[Saved data entries]

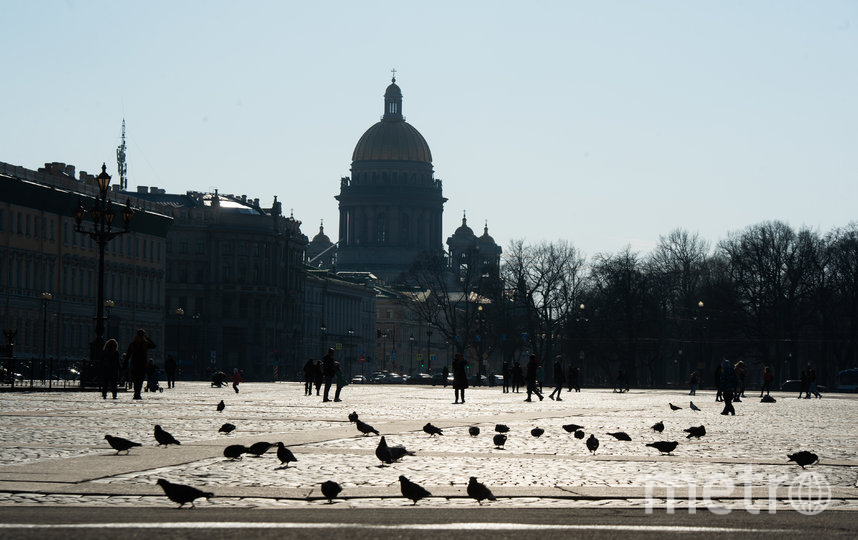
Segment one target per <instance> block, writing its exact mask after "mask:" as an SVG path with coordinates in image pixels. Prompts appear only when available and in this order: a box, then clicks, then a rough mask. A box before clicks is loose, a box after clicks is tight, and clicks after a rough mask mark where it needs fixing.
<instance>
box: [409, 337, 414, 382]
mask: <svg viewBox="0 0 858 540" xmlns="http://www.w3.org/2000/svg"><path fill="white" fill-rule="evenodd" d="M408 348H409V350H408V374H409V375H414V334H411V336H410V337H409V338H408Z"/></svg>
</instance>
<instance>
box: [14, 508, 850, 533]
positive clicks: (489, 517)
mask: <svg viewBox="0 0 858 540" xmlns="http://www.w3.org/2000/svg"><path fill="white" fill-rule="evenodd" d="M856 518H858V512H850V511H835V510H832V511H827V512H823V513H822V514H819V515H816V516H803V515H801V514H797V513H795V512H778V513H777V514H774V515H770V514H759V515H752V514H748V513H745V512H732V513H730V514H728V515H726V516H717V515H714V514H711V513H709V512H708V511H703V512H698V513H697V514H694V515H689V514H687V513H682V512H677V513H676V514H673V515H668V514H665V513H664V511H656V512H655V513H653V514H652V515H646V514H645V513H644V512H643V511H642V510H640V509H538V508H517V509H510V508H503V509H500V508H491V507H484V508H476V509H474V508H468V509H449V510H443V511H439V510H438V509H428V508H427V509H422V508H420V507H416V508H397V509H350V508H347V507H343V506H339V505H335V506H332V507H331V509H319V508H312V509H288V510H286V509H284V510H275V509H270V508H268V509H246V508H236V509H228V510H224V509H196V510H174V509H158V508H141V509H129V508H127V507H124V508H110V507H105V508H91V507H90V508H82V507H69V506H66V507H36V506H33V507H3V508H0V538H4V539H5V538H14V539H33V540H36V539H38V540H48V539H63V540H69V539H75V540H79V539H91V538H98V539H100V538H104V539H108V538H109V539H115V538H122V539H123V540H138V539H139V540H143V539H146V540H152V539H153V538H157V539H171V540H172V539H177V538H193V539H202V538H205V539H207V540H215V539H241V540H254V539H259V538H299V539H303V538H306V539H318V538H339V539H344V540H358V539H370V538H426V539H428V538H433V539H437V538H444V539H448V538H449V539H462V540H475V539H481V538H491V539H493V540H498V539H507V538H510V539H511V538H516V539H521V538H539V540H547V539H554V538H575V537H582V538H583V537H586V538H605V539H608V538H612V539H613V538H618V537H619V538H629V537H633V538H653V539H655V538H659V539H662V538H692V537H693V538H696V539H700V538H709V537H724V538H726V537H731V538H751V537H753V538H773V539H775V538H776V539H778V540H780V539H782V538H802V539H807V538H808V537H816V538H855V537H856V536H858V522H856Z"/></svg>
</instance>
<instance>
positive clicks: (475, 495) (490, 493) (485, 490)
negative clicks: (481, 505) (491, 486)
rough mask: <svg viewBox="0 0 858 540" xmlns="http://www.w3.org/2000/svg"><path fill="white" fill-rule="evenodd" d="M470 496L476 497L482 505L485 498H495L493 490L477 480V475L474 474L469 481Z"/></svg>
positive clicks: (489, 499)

--

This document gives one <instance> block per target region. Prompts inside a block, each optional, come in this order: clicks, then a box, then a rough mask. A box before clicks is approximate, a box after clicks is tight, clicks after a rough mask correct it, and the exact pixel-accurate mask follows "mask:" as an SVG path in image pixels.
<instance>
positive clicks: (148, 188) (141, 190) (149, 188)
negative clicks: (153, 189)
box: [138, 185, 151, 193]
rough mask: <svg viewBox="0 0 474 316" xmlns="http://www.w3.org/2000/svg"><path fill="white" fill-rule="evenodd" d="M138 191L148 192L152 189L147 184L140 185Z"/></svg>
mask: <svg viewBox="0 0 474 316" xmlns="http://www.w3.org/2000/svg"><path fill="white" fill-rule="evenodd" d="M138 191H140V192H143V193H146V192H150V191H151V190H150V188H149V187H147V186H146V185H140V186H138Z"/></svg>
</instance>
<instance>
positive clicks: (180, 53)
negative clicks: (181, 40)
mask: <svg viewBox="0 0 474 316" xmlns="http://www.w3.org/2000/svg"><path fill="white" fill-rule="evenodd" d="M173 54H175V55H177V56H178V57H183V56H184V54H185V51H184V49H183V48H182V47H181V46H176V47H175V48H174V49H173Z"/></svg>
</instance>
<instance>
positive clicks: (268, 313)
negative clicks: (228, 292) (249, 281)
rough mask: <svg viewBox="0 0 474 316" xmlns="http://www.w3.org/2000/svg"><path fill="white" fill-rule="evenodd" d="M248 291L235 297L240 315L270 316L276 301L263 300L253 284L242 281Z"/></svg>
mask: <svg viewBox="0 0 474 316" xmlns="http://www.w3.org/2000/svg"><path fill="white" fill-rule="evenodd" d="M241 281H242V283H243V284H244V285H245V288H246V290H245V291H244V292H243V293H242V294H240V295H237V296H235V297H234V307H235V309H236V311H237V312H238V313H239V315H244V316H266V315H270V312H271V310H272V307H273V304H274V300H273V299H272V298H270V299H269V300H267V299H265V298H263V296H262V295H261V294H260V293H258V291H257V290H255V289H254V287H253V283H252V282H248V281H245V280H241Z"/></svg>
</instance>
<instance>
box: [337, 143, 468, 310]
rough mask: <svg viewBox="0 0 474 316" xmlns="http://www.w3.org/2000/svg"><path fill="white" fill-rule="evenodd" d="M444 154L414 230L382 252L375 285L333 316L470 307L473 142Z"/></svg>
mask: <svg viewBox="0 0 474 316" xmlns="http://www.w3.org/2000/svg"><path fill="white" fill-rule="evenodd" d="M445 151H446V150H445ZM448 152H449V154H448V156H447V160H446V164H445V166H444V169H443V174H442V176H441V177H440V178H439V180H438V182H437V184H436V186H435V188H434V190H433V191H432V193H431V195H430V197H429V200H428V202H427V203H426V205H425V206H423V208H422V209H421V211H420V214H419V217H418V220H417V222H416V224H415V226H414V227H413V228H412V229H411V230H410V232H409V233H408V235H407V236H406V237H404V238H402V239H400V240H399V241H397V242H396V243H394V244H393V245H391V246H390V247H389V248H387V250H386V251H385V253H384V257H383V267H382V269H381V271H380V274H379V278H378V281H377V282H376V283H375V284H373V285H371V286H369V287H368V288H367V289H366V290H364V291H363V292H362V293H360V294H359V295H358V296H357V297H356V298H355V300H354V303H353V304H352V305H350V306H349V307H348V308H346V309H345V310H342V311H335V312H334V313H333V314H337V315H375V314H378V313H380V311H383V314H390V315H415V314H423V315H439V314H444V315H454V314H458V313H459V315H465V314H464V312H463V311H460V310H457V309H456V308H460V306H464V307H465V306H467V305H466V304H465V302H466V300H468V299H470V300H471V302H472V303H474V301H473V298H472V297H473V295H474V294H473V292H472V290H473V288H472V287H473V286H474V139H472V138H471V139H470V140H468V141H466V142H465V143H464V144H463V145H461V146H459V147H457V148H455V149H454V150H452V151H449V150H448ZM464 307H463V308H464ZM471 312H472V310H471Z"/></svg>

==

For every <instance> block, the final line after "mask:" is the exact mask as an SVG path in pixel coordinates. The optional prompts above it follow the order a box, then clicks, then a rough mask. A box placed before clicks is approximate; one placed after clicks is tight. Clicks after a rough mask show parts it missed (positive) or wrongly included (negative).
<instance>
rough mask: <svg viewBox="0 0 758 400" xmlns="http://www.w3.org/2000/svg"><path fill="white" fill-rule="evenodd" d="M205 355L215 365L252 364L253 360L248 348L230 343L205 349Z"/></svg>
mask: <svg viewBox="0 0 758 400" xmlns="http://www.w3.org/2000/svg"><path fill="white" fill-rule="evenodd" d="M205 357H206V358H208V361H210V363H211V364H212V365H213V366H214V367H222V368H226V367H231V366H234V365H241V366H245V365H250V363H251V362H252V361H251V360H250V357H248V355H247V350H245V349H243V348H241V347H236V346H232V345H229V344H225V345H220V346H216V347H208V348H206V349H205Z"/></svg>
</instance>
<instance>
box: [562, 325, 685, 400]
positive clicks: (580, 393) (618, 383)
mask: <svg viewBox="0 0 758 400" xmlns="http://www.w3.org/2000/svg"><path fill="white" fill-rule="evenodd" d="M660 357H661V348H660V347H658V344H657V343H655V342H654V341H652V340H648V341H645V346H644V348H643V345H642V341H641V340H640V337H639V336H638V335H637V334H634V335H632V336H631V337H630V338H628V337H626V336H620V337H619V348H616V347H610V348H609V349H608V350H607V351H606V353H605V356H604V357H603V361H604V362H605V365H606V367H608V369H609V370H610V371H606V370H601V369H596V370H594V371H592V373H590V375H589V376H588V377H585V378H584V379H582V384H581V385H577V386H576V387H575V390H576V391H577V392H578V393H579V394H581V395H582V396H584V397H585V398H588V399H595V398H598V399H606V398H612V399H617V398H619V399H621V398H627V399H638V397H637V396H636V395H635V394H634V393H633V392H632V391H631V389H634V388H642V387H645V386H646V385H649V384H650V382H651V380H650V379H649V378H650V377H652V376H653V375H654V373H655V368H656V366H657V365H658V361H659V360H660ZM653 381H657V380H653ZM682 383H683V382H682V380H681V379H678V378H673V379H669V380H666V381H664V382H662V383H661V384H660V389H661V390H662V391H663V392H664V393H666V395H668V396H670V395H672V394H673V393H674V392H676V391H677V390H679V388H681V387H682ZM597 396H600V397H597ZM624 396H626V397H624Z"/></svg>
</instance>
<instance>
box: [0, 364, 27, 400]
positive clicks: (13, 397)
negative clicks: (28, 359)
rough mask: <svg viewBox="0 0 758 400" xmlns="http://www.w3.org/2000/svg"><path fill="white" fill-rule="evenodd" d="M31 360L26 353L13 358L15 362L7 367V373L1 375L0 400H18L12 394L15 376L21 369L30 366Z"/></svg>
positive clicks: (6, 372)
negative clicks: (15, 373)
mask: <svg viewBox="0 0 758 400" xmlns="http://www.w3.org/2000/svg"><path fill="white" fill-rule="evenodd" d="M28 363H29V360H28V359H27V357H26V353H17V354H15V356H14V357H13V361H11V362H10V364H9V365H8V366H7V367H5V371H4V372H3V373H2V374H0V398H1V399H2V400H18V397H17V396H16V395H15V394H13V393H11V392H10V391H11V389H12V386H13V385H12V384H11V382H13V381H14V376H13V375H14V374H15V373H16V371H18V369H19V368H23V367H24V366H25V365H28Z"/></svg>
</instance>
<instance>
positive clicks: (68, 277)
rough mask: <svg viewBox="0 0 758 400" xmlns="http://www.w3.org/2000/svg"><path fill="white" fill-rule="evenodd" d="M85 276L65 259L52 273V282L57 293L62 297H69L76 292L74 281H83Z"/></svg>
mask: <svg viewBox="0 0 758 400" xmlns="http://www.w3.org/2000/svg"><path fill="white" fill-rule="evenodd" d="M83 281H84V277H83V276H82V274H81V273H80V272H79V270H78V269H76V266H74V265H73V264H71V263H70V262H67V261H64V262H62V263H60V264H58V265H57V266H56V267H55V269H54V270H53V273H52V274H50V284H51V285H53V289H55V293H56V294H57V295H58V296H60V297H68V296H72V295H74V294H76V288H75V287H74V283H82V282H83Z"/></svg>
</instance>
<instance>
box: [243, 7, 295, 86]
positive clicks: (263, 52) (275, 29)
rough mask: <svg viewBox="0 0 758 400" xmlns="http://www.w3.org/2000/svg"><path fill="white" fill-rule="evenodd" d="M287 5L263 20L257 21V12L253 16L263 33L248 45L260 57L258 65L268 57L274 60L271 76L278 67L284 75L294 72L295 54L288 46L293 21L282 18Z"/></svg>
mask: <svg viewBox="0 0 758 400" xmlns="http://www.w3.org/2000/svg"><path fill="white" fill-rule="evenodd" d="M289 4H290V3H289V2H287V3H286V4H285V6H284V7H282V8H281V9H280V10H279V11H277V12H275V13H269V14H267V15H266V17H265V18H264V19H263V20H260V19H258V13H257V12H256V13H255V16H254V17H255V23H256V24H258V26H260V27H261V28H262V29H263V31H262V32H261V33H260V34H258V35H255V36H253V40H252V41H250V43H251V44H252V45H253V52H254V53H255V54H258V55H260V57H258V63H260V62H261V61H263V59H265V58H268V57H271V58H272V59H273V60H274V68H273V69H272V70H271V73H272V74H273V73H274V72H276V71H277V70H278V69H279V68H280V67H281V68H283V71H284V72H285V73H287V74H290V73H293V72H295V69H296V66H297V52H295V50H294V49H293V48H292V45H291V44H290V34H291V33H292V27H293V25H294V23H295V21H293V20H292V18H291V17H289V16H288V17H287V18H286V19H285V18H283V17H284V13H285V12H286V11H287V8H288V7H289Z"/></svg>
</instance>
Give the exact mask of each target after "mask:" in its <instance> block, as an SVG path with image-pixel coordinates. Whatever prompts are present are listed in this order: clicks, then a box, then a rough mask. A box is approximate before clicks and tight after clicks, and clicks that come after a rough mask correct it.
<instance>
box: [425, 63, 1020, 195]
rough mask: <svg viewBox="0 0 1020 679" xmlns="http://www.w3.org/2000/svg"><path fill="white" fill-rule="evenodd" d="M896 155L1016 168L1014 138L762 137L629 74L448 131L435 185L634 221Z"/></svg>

▶ [The task]: Retype the lines of the listing between the line holding "Segment one target" and the line holding "box: [409, 337, 414, 382]", inclusive.

▶ [Written response]:
Segment one target per <instance> block, writing its exact mask after "mask:" as an SVG path with coordinates in image pixels. Prompts appear only when available and in this order: a box, then clicks, then a rough mask. A box before clicks is loose, a box after clicks is tight, and clicks after a rough mask mark where it needs fixing.
<instance>
box: [409, 337, 414, 382]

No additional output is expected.